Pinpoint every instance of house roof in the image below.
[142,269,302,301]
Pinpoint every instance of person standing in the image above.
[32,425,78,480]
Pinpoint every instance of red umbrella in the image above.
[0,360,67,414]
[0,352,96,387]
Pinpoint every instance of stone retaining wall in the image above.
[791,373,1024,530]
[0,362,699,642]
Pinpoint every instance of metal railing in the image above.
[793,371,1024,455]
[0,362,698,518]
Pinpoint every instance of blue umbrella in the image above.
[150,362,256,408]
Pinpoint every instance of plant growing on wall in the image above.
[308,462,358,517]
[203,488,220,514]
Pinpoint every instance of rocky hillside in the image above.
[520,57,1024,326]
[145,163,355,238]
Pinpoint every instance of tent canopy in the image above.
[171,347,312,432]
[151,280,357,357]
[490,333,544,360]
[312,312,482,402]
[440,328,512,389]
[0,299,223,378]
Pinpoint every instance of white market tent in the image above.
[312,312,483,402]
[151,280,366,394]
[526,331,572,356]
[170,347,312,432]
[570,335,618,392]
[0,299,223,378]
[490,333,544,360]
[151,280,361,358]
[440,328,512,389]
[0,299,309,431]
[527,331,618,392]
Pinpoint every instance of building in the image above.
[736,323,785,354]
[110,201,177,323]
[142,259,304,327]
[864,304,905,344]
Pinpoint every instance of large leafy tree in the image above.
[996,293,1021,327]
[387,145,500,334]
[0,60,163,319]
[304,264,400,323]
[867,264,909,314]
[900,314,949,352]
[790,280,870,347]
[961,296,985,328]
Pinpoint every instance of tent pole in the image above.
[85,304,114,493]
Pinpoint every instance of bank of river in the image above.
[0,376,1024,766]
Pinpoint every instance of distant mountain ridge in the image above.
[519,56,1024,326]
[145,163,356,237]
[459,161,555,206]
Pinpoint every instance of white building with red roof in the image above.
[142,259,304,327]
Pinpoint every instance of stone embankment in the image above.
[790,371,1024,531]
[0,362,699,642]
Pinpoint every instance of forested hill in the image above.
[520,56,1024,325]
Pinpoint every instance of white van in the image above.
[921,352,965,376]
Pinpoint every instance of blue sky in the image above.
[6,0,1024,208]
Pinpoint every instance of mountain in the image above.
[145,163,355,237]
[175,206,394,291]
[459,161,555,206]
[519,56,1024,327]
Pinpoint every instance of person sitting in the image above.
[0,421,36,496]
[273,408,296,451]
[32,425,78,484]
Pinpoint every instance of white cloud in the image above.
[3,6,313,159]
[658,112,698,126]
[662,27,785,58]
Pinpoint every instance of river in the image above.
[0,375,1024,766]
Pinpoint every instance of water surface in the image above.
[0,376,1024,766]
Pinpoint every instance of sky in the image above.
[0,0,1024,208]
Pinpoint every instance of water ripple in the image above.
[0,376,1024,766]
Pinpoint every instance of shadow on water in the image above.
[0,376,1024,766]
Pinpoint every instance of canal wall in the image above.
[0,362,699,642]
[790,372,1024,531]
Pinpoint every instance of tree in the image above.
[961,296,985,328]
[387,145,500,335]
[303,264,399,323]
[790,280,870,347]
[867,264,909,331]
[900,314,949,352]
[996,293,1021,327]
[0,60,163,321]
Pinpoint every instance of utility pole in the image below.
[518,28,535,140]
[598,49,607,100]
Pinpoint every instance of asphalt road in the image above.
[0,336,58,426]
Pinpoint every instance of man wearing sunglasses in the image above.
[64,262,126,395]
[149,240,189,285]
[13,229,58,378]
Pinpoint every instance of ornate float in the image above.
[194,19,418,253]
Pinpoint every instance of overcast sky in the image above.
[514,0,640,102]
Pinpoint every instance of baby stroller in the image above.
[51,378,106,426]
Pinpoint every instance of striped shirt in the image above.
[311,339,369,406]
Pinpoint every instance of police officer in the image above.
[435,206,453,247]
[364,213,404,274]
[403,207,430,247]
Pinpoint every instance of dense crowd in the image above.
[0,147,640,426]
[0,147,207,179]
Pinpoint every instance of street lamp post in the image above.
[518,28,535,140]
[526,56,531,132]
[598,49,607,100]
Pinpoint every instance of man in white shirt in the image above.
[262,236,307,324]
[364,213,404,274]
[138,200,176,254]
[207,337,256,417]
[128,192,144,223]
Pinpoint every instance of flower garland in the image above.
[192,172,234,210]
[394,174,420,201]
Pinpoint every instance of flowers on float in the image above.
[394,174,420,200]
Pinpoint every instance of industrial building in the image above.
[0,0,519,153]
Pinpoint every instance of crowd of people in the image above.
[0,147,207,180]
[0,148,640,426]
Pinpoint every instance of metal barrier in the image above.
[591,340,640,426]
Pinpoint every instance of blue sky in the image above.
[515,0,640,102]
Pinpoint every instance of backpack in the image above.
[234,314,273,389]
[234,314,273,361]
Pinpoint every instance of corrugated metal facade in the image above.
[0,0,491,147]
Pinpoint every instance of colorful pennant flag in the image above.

*YOUR INSTRUCTIONS:* Extract every one of the rows above verbatim, keeping them in their original order.

*WRITTEN ANSWER:*
Pinpoint every instance of house roof in the image below.
[142,269,302,301]
Pinpoint every instance of person standing in the image above.
[32,425,78,480]
Pinpoint every instance of red umbrella in the image above.
[0,360,67,414]
[0,352,96,387]
Pinpoint every instance of stone retaining wall in the image above.
[791,373,1024,530]
[0,362,699,642]
Pinpoint every instance of metal railing in the image above.
[793,371,1024,455]
[0,362,698,518]
Pinpoint every instance of blue umbrella in the image above.
[150,362,256,408]
Pinpoint every instance of plant growing on wall in the image above.
[308,462,358,517]
[203,488,220,514]
Pinpoint every instance of rocky hillside in the image above.
[520,57,1024,326]
[145,163,355,238]
Pinpoint every instance of tent canopy in the image above.
[171,347,312,432]
[151,280,357,357]
[490,333,544,360]
[312,312,482,402]
[440,328,512,389]
[0,299,223,378]
Pinpoint every instance of white market tent in the image above.
[312,312,483,402]
[151,280,366,394]
[526,331,572,356]
[170,347,312,432]
[570,335,618,392]
[0,299,223,378]
[490,333,544,360]
[151,280,361,358]
[440,328,512,389]
[0,299,309,431]
[527,331,618,392]
Pinpoint every instance of building in the image above.
[736,323,785,354]
[110,201,177,323]
[142,259,304,327]
[864,304,905,344]
Pinpoint every instance of large leafy tree in the image above.
[996,293,1021,327]
[387,145,500,334]
[0,60,163,319]
[304,264,400,323]
[867,264,909,314]
[900,314,949,352]
[790,280,870,347]
[961,296,985,328]
Pinpoint every instance of tent pole in the image above.
[85,304,114,493]
Pinpoint every instance of bank of river in the image above.
[0,376,1024,766]
Pinpoint every instance of distant mountain ridge in the image above.
[519,56,1024,326]
[145,163,356,237]
[459,161,555,206]
Pinpoint every instance of white building with red roof in the image above.
[142,259,304,327]
Pinpoint every instance of stone embankment in the image above.
[790,371,1024,531]
[0,362,699,642]
Pinpoint every instance of forested hill in the image above.
[520,56,1024,325]
Pinpoint every instance of white van in the image above.
[921,352,965,376]
Pinpoint every instance of blue sky in the image above.
[6,0,1024,208]
Pinpoint every instance of mountain in the image above.
[145,163,355,237]
[175,206,394,291]
[459,161,555,206]
[519,56,1024,327]
Pinpoint every instance of person sitting in the image above.
[0,421,36,496]
[273,408,296,451]
[32,425,78,484]
Pinpoint every instance of white cloud in the image above.
[3,6,313,159]
[658,112,698,126]
[662,27,785,58]
Pinpoint every instance of river in the image above.
[0,375,1024,766]
Pinpoint every instance of water surface in the image above.
[0,376,1024,766]
Pinpoint every instance of sky in the image above.
[0,0,1024,208]
Pinpoint every instance of water ripple in the image above.
[0,376,1024,766]
Pinpoint every instance of shadow on water in the image above.
[0,376,1024,766]
Pinpoint every instance of canal wall in the image above.
[0,362,699,642]
[790,372,1024,531]
Pinpoint every instance of tree in the image above.
[961,296,985,328]
[387,145,500,335]
[303,264,399,323]
[790,280,870,347]
[867,264,909,331]
[900,314,949,352]
[996,293,1021,327]
[0,60,163,321]
Pinpoint every instance of utility pole in the image below.
[518,28,535,140]
[598,49,607,100]
Pinpoint every instance of asphalt road in the image above.
[0,336,58,426]
Pinpoint every instance of man wearing sunglasses in the image above.
[64,262,126,395]
[149,240,189,285]
[13,229,58,378]
Pinpoint every instance of ornate float in the image above.
[194,19,418,253]
Pinpoint every instance of overcast sky in the image above.
[514,0,640,102]
Pinpoint every instance of baby stroller in the image above.
[51,378,106,426]
Pinpoint every instance of striped shirt in the image above.
[311,339,369,406]
Pinpoint every instance of police officer in the image above.
[435,206,453,247]
[364,213,404,274]
[403,207,430,247]
Pinpoint every instance of dense crowd in the image above.
[0,147,640,426]
[0,147,207,179]
Pinpoint every instance of street lamp post in the image above.
[518,28,535,140]
[526,56,531,132]
[598,49,607,100]
Pinpoint every instance of man in white shirt in the image above.
[262,236,307,324]
[364,213,404,274]
[138,200,176,254]
[207,337,256,417]
[128,192,144,223]
Pinpoint every instance of flower garland in the image above.
[192,172,234,210]
[394,174,420,201]
Pinpoint every instance of flowers on float in the image above.
[394,174,420,200]
Pinpoint every instance of industrial building in the image above.
[0,0,519,153]
Pinpoint every instance of crowd of people in the image above.
[0,147,207,180]
[0,148,640,426]
Pinpoint every instance of metal barrier in the image above.
[591,340,640,426]
Pinpoint every instance of blue sky in the image above.
[515,0,640,102]
Pinpoint every instance of backpack in the image above.
[234,314,273,389]
[234,314,273,361]
Pinpoint every instance of corrugated metal facade in the image above.
[0,0,491,147]
Pinpoint every instance of colorful pennant flag in the image above.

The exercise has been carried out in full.